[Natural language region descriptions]
=====

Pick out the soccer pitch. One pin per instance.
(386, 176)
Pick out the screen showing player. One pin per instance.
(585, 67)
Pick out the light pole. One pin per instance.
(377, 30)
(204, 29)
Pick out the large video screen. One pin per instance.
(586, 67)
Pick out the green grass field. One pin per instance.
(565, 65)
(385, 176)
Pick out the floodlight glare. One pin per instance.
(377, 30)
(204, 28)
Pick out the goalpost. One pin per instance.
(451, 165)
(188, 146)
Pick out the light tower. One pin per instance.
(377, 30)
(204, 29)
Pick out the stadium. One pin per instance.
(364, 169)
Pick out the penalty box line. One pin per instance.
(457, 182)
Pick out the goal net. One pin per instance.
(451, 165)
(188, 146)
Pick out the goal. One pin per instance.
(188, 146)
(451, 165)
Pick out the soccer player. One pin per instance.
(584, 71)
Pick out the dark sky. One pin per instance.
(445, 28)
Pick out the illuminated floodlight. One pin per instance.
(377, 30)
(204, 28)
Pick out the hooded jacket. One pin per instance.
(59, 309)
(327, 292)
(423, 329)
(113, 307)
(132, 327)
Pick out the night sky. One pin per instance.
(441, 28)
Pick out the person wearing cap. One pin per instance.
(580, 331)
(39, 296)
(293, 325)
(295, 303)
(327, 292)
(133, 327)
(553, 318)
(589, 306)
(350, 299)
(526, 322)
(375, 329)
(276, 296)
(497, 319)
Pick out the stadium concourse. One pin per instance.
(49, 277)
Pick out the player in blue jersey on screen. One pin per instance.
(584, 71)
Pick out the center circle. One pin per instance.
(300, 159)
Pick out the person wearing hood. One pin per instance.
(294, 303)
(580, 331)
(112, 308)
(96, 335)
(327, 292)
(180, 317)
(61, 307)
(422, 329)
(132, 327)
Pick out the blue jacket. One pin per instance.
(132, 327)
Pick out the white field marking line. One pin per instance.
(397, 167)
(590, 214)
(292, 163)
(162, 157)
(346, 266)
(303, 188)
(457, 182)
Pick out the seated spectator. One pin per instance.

=====

*Task:* All of the data must be set down again exactly.

*Output:*
Pick out the soccer pitch. One pin per instance.
(386, 176)
Pick out the screen showing player. One pin per instance.
(585, 67)
Pick out the light pole. One pin per instance.
(377, 30)
(204, 29)
Pick out the large video screen. One pin per instance.
(586, 67)
Pick out the green grass field. One pin per instance.
(565, 65)
(385, 176)
Pick out the floodlight glare. One pin per instance.
(377, 30)
(204, 28)
Pick out the goalpost. One pin per instance.
(451, 165)
(188, 146)
Pick out the light tower. One pin per instance.
(377, 30)
(204, 29)
Pick out the stadium. One pin per instance.
(364, 169)
Pick out the penalty box line. One pin per instance.
(457, 182)
Pick out the goal net. One pin per instance.
(451, 165)
(188, 146)
Pick out the goal. One pin per instance.
(188, 146)
(451, 165)
Pick out the soccer player. One pin per instance.
(584, 71)
Pick out the dark sky. One pin per instance.
(445, 28)
Pick out the illuminated floodlight. One pin per instance.
(377, 30)
(204, 28)
Pick out the hooded jacket. One pin per instance.
(59, 309)
(327, 292)
(423, 329)
(113, 307)
(132, 327)
Pick out the night sky. One pin per instance.
(441, 28)
Pick out the person wearing cap. One pin per instance.
(580, 331)
(39, 296)
(293, 325)
(295, 303)
(327, 292)
(133, 327)
(553, 318)
(589, 306)
(350, 299)
(526, 322)
(375, 329)
(276, 296)
(497, 319)
Pick out the stadium concourse. One pin per instance.
(49, 277)
Pick out the player in blue jersey on screen. One pin per instance.
(584, 71)
Pick out the center circle. One pin per instance.
(300, 159)
Pick out the person wearing hood. One pin per instance.
(294, 303)
(580, 331)
(112, 308)
(96, 335)
(327, 292)
(180, 317)
(61, 307)
(422, 329)
(132, 327)
Pick out the blue jacket. One pin per instance.
(132, 327)
Pick out the white field marking line. One pin per instance.
(397, 167)
(590, 214)
(292, 163)
(162, 157)
(346, 266)
(303, 188)
(457, 182)
Pick out the seated spectator. One pin per instance.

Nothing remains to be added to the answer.